• _Exercise objective_
Return a copy of each line in the listing that includes the word "photo".
:: Entries supplied ::
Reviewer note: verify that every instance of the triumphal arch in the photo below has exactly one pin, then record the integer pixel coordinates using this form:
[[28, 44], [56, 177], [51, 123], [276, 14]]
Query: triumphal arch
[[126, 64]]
:::
:: Entries supplied ::
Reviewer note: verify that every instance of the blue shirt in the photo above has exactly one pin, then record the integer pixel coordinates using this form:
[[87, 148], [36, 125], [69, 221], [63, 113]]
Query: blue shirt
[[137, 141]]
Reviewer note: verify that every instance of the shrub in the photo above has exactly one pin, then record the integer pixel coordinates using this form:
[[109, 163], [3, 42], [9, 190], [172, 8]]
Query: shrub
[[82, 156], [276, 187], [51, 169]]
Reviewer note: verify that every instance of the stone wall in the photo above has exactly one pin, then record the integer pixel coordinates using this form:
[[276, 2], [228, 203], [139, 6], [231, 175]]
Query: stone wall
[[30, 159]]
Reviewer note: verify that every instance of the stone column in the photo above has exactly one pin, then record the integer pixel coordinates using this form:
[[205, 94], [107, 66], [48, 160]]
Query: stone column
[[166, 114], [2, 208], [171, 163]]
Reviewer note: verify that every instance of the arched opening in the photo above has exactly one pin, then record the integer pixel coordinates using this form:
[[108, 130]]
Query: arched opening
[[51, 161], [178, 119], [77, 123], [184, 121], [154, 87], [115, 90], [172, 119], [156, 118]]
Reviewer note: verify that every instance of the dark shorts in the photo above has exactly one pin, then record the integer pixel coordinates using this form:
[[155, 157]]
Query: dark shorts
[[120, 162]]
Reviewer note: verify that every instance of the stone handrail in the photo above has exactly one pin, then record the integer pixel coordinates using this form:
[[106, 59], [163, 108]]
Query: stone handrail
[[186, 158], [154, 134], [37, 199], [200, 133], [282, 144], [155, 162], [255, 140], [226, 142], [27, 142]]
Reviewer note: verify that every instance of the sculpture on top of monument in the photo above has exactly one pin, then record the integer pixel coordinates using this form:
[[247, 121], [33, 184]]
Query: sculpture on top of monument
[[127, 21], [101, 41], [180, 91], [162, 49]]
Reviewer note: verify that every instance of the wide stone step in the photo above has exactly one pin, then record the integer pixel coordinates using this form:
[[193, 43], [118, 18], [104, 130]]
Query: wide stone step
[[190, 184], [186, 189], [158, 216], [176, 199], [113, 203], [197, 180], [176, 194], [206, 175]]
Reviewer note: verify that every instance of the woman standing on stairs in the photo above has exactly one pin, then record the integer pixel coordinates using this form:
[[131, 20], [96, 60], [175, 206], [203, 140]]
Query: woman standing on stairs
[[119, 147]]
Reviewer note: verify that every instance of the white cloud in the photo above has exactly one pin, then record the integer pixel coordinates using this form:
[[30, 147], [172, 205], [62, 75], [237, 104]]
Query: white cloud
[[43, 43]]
:::
• _Result of this task_
Reviewer note: verify that every instance of the triumphal arch in the photo below has exactly one pin, then record the integer pixel coordinates using this form:
Reviewer note: verify that every instance of the blue shirt in the photo above has exactly one pin, then record the integer pixel coordinates using this form:
Reviewer note: verify that every instance of the shrub in the photo above has exactly one pin, then record the integer pixel coordinates using this form:
Reviewer note: verify that every instance of the stone wall in the photo above has exactly one pin, then record the integer pixel coordinates using this form:
Reviewer note: verify that every instance of the stone column in the photo above has exactly one pin, then record the integer pixel coordinates using this form:
Reviewer note: verify that every instance of the arched opening in the photo above has exactly one pin, then record the integer pixel coordinates using this form:
Reviewer note: verify that every instance of the dark shorts in the photo above has exactly one pin, then record the integer pixel coordinates using this form:
Reviewer note: verify that every instance of the stone handrail in the photo above has exactly one pin, then record the integer pixel coordinates using this form:
Reviewer note: verify that every instance of the sculpture on top of monument in the photo above has exactly one pin, then record the integer pixel coordinates using this form:
Reviewer note: verify that every instance of the wide stone step in the photo above has exactly one pin, then record the integer pixel coordinates using this form:
Reviewer note: verify that every instance of the woman standing on stairs in the photo above has exactly one pin, then record the integer pixel coordinates using this form:
Reviewer note: verify that every instance of the white cloud in the photo above has exactly one pin, then record the integer pixel coordinates using this form:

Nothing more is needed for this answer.